• _Exercise requirements_: Exactly as given, transcribe each entry that follows.

• _Referring expression pointing data_:
________________________
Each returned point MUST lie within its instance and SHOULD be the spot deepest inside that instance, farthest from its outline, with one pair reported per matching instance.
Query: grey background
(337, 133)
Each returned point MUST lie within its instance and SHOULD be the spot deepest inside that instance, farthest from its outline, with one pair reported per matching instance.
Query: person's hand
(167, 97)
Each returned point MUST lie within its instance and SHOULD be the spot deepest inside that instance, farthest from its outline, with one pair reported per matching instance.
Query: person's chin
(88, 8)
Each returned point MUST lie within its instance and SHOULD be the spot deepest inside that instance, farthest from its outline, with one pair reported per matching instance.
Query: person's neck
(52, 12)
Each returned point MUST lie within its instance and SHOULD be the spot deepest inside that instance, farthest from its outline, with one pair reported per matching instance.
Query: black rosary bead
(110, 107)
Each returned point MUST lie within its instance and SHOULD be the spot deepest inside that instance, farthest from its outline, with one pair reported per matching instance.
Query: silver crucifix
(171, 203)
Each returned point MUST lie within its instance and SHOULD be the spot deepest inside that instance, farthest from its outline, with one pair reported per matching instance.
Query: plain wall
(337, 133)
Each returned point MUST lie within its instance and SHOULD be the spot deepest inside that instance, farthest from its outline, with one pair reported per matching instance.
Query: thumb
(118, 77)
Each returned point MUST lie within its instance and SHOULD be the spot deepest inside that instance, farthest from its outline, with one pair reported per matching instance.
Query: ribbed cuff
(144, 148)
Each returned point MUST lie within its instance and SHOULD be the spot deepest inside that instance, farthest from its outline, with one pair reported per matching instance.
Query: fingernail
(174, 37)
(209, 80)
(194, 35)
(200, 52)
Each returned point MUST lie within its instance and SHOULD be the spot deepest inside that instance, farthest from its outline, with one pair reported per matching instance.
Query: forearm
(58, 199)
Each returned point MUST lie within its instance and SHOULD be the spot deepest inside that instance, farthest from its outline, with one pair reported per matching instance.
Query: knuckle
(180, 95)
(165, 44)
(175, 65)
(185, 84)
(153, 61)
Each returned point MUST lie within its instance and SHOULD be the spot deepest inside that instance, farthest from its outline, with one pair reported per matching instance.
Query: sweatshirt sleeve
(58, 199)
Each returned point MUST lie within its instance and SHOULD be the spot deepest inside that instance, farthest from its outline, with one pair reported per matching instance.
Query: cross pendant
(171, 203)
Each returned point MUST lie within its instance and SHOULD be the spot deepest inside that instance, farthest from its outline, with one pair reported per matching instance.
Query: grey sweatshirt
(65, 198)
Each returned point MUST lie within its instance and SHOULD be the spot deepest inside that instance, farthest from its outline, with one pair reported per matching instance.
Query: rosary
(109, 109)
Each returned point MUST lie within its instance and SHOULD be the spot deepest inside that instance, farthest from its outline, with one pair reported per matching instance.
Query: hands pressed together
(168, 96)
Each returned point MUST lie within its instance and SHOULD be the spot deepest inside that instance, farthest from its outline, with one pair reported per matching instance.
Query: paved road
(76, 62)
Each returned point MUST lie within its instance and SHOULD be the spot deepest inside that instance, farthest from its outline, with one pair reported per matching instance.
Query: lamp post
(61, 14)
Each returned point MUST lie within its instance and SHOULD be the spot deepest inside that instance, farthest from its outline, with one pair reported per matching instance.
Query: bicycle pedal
________________________
• _Answer area_:
Each returned point MUST lie within its instance and SHOULD be the spot deepest inside that instance, farthest from its outline, with one pair reported per matching instance.
Query: grey background
(337, 133)
Each returned point MUST lie within its instance and SHOULD be the spot deepest inside that instance, farthest from its outline, with one pair reported per matching instance.
Query: person's hand
(167, 97)
Each returned point MUST lie within its instance and SHOULD be the spot deepest inside that instance, farthest from its outline, with one pair reported per matching instance.
Query: person's chin
(88, 8)
Each returned point MUST lie within its instance and SHOULD be the spot deepest inside that instance, farthest from its outline, with one pair reported per matching instance.
Query: person's neck
(52, 12)
Each returned point MUST lie within its instance and SHOULD be the spot deepest inside that instance, farthest from its outline, with one pair reported per matching instance.
Query: black rosary bead
(110, 107)
Each returned point MUST lie within its instance and SHOULD be the spot deepest inside that instance, farthest from its outline, with one pair reported per matching instance.
Query: silver crucifix
(171, 203)
Each returned point MUST lie within its instance and SHOULD be the spot deepest inside that instance, farthest from its outline, with one pair reported per matching instance.
Query: plain wall
(337, 133)
Each returned point MUST lie within its instance and SHOULD be the spot deepest inside that instance, farthest from its outline, with one pair reported per matching instance.
Query: thumb
(118, 77)
Each returned point MUST lie within its instance and SHOULD be the spot deepest inside that instance, farthest from its outline, with one pair reported per matching instance.
Query: ribbed cuff
(144, 148)
Each returned point MUST lie within its instance and SHOULD be the spot deepest inside that instance, farthest from its outline, with one pair reported per matching instance.
Query: fingernail
(174, 37)
(209, 80)
(194, 35)
(200, 52)
Each returned point MUST lie within its instance and SHOULD be the spot deepest inside that instance, farthest from its outline, with one pair reported per matching instance.
Query: forearm
(58, 199)
Each returned point MUST lie within its instance and SHOULD be the spot deepest inside that instance, farthest from its outline, with one pair reported per matching instance.
Query: knuckle
(180, 95)
(165, 44)
(175, 65)
(185, 84)
(153, 61)
Each returned point MUST lie within its instance and SHOULD be the spot deepest inside that instance, farthest from its outline, with one pair reported per matching instance.
Query: sweatshirt sleeve
(58, 199)
Each returned point MUST lie within its instance and SHOULD be the spot deepest inside that instance, farthest from its outline, with one pair reported per matching instance.
Query: cross pendant
(171, 203)
Each returned point MUST lie within its instance and SHOULD be the spot deepest inside that instance, farthest from its outline, with one pair reported per matching instance.
Query: grey sweatshirt
(65, 198)
Each returned point MUST lie within its instance and SHOULD be the spot deepest inside that instance, farthest from its outline, with one pair reported per matching instance.
Query: rosary
(109, 109)
Each returned point MUST lie within its instance and SHOULD be the spot deepest inside that instance, farthest from its outline, with one pair reported per matching instance.
Query: hands pressed together
(168, 96)
Each returned point MUST lie within its instance and SHOULD be the spot deepest inside that instance, farthest from its outline, with one pair reported per matching instance.
Query: paved road
(76, 62)
Each returned point MUST lie within its instance and SHOULD be the spot deepest inside that instance, farthest from its outline, with one pair reported per matching instance.
Query: lamp post
(61, 14)
Each returned point MUST lie within its instance and SHOULD be the spot deepest inside that instance, farthest from its outline, with one pair reported per matching instance.
Query: bicycle pedal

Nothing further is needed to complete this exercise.